◆ **Work to complete**: Using the entries below, output exactly the lines from the one containing "Where can the chain-link" through the final line, both included, and no others.

____ Supplied entries

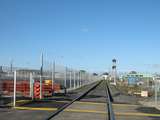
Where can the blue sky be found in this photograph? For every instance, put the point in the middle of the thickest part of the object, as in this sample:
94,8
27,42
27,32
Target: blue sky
81,33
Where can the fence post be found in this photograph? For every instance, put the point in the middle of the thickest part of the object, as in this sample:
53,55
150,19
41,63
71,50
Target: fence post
70,79
74,79
31,85
65,79
14,96
40,87
53,73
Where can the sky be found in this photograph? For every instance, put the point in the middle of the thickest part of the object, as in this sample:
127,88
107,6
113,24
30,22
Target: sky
83,34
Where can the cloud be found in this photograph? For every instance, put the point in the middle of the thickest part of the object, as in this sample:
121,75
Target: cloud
85,30
154,66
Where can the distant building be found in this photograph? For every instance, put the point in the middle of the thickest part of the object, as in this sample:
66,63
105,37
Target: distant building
135,78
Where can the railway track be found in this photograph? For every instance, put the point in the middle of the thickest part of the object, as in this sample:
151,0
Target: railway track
108,98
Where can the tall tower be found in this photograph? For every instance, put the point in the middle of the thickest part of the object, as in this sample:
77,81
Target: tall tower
114,71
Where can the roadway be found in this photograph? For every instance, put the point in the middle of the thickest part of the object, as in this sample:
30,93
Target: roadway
92,106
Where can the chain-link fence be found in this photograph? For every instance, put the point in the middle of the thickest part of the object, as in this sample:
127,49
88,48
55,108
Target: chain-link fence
20,83
146,87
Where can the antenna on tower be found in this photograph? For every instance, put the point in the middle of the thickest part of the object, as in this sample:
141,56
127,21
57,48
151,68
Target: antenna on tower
114,71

________

◆ **Task output**:
Where can the chain-link fence be found in this photograph? For every instance, put the point in the middle of the thickest part of the object, as in this sample:
127,49
88,48
55,108
Target: chain-link fence
20,83
146,87
Where can the antenna on tower be found in this photograph? For every instance, put the point in the middle of the thickest part of the object, as in this sample:
141,56
127,21
57,48
151,68
Target: antenna on tower
114,71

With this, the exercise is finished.